↓

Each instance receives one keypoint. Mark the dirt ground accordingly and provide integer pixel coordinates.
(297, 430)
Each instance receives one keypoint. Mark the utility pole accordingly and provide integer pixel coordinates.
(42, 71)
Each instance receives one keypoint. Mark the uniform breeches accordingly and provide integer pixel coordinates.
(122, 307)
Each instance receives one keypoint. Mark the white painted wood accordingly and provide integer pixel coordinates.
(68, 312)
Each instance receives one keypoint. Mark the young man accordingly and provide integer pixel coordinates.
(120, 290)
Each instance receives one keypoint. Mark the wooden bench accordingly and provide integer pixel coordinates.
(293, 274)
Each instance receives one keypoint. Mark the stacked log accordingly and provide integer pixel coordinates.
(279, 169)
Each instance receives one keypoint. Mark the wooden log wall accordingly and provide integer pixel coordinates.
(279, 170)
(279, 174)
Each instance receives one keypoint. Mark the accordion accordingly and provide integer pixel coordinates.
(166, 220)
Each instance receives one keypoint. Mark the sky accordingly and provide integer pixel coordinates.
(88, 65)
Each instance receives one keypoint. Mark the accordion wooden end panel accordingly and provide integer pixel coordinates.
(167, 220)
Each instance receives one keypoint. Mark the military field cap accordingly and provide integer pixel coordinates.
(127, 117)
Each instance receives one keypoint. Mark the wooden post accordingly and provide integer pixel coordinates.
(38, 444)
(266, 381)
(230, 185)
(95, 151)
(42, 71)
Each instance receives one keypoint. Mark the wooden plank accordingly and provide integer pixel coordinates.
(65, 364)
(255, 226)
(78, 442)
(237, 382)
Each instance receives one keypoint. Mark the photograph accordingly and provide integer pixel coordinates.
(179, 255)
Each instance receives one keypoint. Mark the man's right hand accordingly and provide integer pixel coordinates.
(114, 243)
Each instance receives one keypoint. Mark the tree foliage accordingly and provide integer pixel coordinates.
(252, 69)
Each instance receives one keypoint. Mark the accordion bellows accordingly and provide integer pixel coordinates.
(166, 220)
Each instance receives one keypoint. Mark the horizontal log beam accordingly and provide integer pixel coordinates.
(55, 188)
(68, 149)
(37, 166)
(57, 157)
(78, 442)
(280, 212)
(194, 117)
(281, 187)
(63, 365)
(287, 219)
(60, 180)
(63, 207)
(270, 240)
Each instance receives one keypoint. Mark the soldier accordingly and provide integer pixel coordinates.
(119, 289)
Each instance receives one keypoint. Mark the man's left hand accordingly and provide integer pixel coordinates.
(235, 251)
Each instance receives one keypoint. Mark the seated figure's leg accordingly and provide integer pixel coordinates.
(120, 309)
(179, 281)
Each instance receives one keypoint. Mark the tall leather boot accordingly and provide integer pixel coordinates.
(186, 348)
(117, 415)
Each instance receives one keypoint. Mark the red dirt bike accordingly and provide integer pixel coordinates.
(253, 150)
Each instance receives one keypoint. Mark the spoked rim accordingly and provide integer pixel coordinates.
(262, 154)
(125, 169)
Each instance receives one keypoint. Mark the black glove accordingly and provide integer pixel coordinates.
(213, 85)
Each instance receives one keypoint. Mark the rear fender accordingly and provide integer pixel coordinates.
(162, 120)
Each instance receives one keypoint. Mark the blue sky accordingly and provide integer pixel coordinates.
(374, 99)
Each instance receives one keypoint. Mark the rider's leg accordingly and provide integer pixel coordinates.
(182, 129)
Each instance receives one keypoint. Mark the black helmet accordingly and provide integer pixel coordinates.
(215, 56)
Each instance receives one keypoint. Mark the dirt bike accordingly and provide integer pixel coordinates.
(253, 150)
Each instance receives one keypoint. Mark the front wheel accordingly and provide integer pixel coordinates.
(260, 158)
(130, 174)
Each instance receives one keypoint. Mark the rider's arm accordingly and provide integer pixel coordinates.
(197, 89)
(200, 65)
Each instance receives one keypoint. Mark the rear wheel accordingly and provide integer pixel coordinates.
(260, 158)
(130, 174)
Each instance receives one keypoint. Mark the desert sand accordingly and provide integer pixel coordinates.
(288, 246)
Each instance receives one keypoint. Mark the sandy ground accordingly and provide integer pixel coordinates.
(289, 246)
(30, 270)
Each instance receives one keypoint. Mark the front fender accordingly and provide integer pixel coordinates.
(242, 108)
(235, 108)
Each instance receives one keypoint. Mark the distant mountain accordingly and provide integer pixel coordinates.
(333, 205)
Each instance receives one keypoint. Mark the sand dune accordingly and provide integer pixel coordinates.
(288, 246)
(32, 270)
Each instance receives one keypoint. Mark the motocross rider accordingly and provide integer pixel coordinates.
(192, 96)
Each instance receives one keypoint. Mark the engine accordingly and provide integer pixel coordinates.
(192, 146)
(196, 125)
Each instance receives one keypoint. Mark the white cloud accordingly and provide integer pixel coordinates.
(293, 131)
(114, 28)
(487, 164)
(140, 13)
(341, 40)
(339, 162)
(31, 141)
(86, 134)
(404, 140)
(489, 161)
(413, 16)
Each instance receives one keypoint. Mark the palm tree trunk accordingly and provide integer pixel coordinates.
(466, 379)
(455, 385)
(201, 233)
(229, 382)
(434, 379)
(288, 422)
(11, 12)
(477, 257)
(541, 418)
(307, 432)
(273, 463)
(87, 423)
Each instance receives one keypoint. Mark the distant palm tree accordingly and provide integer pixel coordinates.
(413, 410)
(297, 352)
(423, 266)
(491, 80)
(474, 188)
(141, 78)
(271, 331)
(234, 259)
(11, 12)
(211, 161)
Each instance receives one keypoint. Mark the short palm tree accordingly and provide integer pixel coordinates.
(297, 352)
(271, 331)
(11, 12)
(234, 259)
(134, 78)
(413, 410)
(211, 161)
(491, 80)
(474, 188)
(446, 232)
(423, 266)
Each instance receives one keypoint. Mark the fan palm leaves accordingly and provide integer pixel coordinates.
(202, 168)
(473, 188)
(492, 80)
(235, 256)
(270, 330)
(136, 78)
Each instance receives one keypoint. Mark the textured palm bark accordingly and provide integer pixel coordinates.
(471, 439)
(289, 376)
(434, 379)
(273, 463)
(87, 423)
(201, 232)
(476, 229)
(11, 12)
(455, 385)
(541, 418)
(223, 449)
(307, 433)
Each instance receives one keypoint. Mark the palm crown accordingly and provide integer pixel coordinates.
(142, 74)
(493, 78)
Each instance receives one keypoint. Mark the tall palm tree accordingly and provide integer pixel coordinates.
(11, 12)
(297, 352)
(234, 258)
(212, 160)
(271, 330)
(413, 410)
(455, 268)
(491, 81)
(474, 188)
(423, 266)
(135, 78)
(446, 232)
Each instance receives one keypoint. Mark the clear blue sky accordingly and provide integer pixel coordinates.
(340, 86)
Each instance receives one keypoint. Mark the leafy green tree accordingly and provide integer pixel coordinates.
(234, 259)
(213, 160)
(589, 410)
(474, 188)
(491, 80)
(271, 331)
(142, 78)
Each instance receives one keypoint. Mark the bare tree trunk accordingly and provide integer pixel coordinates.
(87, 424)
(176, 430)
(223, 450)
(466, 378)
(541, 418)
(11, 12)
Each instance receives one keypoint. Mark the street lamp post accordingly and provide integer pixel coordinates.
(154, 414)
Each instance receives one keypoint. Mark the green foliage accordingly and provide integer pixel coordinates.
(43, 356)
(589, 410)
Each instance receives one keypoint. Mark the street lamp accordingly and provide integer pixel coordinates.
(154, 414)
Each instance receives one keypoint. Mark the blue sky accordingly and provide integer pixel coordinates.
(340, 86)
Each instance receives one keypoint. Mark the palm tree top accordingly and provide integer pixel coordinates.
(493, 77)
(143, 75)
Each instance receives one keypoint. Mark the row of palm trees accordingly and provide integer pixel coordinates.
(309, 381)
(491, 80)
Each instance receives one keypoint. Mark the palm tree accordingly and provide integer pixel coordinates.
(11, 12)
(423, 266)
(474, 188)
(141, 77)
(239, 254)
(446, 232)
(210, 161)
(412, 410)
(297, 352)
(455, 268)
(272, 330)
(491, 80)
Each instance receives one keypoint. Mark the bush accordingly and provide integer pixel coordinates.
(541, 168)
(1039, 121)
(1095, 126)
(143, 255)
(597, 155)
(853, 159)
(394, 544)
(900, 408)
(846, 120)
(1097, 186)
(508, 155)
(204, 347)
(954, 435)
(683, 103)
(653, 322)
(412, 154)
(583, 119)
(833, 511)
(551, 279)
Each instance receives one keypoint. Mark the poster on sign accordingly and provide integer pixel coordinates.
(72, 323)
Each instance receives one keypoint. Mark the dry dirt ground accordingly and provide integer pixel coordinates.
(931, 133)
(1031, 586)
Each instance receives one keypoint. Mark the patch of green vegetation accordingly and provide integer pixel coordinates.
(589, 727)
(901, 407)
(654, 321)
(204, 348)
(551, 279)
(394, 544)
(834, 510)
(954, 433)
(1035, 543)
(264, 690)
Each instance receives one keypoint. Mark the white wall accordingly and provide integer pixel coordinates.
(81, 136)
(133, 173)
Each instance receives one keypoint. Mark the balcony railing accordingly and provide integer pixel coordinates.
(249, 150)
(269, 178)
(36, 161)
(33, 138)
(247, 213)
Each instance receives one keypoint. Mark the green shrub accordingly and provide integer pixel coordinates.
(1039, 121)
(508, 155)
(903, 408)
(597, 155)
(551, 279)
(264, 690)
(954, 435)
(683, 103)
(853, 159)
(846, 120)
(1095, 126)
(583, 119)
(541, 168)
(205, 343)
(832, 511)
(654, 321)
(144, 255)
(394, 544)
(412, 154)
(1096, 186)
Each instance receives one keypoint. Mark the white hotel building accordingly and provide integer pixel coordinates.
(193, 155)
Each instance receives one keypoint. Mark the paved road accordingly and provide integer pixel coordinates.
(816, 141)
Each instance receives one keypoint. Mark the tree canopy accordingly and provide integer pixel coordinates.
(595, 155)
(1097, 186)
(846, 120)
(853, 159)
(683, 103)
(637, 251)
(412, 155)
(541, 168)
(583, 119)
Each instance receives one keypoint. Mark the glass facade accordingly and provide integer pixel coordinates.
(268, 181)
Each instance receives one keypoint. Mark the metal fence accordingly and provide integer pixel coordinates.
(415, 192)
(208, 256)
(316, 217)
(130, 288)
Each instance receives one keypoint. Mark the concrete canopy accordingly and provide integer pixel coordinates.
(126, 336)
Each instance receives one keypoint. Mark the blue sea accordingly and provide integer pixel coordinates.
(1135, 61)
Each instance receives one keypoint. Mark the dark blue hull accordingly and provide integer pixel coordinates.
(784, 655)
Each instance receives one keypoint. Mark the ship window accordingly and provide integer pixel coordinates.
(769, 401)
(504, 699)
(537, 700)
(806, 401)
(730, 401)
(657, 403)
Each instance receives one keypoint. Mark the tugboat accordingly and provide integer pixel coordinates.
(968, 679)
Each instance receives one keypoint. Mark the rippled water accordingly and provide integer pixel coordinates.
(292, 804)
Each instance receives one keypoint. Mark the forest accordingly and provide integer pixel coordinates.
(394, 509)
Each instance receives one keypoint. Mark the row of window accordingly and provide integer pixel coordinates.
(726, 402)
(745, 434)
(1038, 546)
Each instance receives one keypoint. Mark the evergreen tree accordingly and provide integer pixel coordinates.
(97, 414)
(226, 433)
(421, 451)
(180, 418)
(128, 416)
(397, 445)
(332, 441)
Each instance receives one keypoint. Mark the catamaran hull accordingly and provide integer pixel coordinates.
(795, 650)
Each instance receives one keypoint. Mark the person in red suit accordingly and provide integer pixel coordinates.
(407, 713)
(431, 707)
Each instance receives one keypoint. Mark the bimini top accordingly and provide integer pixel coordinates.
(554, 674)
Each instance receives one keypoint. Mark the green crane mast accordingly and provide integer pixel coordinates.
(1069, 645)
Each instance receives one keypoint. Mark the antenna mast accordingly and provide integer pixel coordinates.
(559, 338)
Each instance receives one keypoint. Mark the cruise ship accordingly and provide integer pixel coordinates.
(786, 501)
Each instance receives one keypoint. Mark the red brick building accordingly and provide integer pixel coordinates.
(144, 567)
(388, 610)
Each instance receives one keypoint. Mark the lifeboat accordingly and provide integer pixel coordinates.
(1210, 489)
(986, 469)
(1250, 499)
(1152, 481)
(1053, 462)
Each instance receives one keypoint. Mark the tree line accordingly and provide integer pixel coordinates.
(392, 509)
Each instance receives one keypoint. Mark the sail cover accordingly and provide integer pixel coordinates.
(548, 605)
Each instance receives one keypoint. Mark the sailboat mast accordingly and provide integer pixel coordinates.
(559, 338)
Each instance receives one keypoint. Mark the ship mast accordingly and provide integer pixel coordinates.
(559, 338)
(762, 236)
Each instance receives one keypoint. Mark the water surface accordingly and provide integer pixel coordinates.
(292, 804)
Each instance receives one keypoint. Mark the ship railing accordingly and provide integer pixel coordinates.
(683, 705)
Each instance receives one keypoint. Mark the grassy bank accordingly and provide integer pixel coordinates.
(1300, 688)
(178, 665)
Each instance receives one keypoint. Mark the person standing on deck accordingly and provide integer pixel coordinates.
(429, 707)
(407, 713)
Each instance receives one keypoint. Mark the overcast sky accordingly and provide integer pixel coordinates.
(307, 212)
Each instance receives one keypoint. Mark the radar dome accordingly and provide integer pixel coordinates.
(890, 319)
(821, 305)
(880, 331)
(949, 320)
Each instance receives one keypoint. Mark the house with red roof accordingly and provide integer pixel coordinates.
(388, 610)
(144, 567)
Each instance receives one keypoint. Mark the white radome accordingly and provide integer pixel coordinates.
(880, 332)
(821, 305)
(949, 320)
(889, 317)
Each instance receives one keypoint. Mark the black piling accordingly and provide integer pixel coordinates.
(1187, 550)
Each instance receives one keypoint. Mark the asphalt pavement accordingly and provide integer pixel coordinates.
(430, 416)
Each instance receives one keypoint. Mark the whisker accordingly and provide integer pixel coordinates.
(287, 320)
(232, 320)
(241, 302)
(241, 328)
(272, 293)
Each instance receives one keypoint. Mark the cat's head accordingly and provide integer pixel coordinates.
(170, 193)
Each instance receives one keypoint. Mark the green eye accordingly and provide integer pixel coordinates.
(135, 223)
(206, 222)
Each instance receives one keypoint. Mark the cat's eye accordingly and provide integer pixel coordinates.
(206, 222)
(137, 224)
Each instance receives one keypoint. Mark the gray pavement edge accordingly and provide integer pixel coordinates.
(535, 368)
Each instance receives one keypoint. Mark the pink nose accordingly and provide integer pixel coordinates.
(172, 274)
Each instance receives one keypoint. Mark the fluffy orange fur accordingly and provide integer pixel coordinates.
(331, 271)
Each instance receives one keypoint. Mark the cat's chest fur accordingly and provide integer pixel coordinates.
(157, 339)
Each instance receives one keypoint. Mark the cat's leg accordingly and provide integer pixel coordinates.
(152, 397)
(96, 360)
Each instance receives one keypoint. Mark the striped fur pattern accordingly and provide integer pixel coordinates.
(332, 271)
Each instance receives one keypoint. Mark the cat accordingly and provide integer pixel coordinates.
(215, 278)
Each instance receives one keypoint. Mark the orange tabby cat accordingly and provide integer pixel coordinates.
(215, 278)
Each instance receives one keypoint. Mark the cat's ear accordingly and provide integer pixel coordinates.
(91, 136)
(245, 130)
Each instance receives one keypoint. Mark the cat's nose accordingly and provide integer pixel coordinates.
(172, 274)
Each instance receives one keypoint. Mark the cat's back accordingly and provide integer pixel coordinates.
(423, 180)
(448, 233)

↑

* Task statement
Would you please set down the lines from the one with "Each instance receives one keypoint. Mark the cat's leg" to the end of the data above, exactly and without any other lines?

* Finished exercise
Each instance receives one keypoint. Mark the cat's leg accordingly and provide integer pixel coordinates.
(152, 397)
(96, 360)
Each instance receives one keypoint. Mark the striped fur pattern accordingly and provide integer pixel coordinates.
(332, 271)
Each instance receives one keypoint. Mark the cat accordingly and provide integer pixel coordinates.
(215, 278)
Each instance receives one keypoint. Mark the orange tabby cat accordingly and provide integer pixel coordinates.
(215, 278)
Each instance receives one keypoint. Mark the cat's ear accordingly and provide integer pixel coordinates.
(91, 136)
(245, 130)
Each instance receives one keypoint. Mark the cat's nose accordingly and provide integer pixel coordinates.
(172, 274)
Each instance receives one keypoint. Mark the cat's back accordingly and provide integer pixel coordinates.
(423, 180)
(448, 233)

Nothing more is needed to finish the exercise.